DO THIS:
Transcribe the blog post on writer's block word for word, from "you could regard" up to and including "no finished version.".

Category Archives: language and grammar

Lay Your Head on the Writer’s Block

I’m never quite sure what writer’s block is.  I know it refers to an inability to write, but what actually counts as writer’s block?  If you sit staring at a screen for hours without writing a word, does that count?  Or is that too short a time?  Does it have to last at least a few days or weeks before you can call it writer’s block?  And when I wasn’t writing at all between the ages of eight and twenty-four, was that writer’s block?  Or was it a crisis of identity?

Aside from the question of how long it lasts, what kind of thing is writer’s block?  Is it the complete inability to write a single word?  Or does it mean you don’t write anything you’re remotely satisfied with?  If it’s the latter, I’m in trouble – because ‘not remotely satisfied’ describes nearly every day’s work for me.  But if it’s the former I’m OK because most days I manage to write something, even if it’s only a blog post.  Which is why I’m so glad I have this blog, because on really bad days where I can’t string two morphemes together, I can at least manacle a blog post into position, run it up the flag and see if anyone salutes it.  A blog post is usually less than 500 words; it’s achievable and, with the click of a button, it’s published and ready to read.

OH has an interesting view on overcoming writer’s block.  In the same way that Michelangelo saw the sculpture as being hidden within the stone

https://www.brainyquote.com/quotes/quotes/m/michelange386296.html

you could regard writing as ‘taking away’ everything which is not the story.  I’m not sure how cutting things away works when faced with a blank page rather than a lump of rock, but it’s worth thinking about. *

In ‘His Dark Materials’, Phillip Pullman wrote of the subtle knife which cuts windows between different worlds, ‘you may have intentions but the knife has its own intentions.’

http://www.kidsreads.com/reviews/the-subtle-knife

This is an idea I try to bear in mind when writing a poem; that when writing I may have intentions, but the poem has its own intentions too.  Nevertheless, the blank page can be a very intimidating thing to overcome, so when I have a bad day and think all my thoughts are worthless, I try just to write, believing that anything is better than nothing and reminding myself without a first draft there can be no second draft, no finished version.

EXCERPTED RECORDS:
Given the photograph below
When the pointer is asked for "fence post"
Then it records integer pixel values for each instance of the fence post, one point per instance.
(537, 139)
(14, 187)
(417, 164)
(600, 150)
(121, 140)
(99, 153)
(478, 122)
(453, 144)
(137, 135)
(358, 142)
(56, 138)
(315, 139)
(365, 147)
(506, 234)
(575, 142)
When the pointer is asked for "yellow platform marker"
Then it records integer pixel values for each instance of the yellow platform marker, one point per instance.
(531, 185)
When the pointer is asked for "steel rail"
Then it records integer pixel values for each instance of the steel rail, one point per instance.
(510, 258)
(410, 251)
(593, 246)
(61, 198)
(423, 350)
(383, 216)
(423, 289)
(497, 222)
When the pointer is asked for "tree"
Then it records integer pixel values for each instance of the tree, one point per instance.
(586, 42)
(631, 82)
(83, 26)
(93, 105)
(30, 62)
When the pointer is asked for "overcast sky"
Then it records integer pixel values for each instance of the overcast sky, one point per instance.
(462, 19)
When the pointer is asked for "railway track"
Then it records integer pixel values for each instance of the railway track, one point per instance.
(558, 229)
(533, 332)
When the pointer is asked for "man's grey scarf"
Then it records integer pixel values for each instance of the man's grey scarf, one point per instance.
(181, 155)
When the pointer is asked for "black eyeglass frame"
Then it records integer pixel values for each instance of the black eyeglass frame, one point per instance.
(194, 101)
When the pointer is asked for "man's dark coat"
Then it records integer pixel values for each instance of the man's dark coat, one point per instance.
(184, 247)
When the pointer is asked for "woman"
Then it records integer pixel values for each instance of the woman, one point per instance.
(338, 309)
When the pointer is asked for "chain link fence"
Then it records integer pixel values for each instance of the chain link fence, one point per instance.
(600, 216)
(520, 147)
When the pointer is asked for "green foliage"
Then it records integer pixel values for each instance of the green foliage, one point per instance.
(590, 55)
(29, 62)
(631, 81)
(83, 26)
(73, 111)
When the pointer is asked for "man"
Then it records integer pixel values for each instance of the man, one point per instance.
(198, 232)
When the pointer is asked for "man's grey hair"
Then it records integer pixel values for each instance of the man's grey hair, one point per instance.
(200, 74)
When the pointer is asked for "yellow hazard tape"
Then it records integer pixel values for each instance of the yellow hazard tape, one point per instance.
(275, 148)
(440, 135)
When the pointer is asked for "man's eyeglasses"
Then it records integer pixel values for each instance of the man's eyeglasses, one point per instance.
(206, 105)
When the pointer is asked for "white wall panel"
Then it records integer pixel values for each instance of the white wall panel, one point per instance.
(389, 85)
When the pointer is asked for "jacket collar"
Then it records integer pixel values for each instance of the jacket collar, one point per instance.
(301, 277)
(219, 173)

WRITTEN SOLUTION:
you could regard writing as ‘taking away’ everything which is not the story.  I’m not sure how cutting things away works when faced with a blank page rather than a lump of rock, but it’s worth thinking about. *

In ‘His Dark Materials’, Phillip Pullman wrote of the subtle knife which cuts windows between different worlds, ‘you may have intentions but the knife has its own intentions.’

http://www.kidsreads.com/reviews/the-subtle-knife

This is an idea I try to bear in mind when writing a poem; that when writing I may have intentions, but the poem has its own intentions too.  Nevertheless, the blank page can be a very intimidating thing to overcome, so when I have a bad day and think all my thoughts are worthless, I try just to write, believing that anything is better than nothing and reminding myself without a first draft there can be no second draft, no finished version.